(Directions for this task): Only one stretch of the listing below is wanted. Begin at the line that has "ceramic baking dish", stop after the line that has "the chocolate chunk", and repeat every line in between exactly.

(Supplied data):

══════

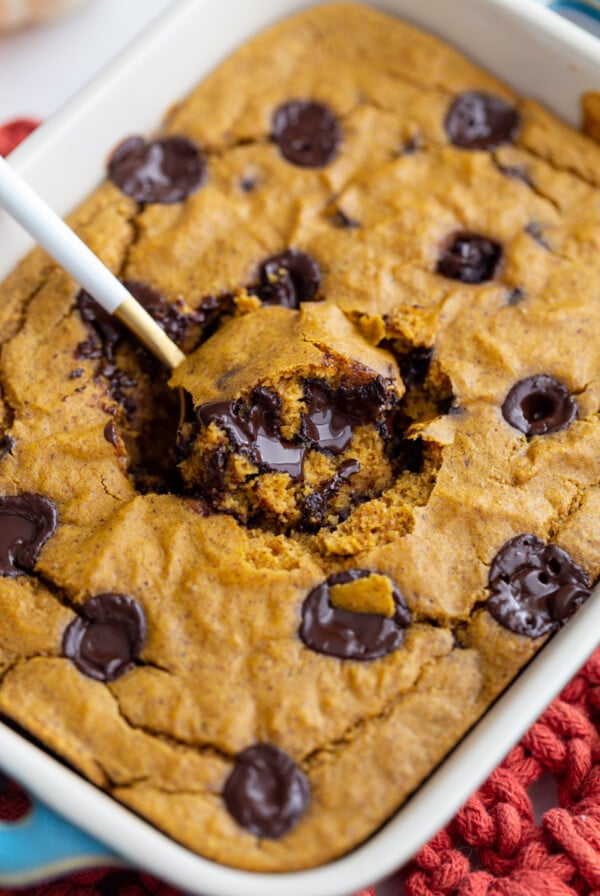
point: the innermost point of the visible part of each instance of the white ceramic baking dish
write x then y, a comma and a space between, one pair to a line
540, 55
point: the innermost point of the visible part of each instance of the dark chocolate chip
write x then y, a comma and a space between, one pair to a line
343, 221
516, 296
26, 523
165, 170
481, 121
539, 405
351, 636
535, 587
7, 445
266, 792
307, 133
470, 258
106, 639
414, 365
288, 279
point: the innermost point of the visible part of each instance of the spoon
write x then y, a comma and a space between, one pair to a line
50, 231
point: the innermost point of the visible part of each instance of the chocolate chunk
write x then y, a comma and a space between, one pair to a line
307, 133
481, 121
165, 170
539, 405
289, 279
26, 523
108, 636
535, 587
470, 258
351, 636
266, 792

══════

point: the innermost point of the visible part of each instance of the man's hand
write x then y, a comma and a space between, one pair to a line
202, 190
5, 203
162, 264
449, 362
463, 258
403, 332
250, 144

══════

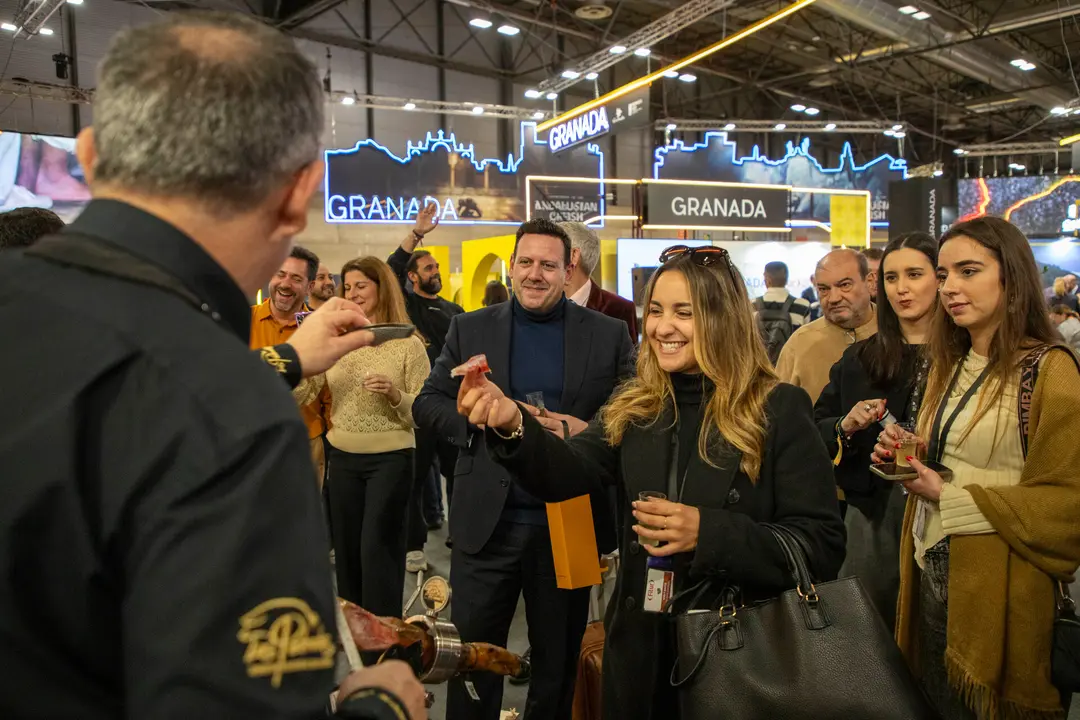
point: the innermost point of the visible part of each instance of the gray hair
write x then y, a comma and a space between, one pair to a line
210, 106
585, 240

══════

(Answer area):
point: the innermost point of the visible part of each instance of the white ceramic baking dish
write x then y, a comma and a space between, one pair to a line
540, 55
point: the innermost point of the visible part of each instance of the dark chocolate chip
write x then y, a comma and a space between, one pair to a line
343, 221
516, 296
26, 523
165, 170
481, 121
539, 405
351, 636
535, 587
7, 445
266, 792
307, 133
470, 258
106, 639
414, 365
288, 279
point: the innermost point of the visible part of each instance of the spoon
write x then y, a comma and a space between, one pair to a line
50, 231
point: the innermost point of the visible part of each instance of the chocolate chunk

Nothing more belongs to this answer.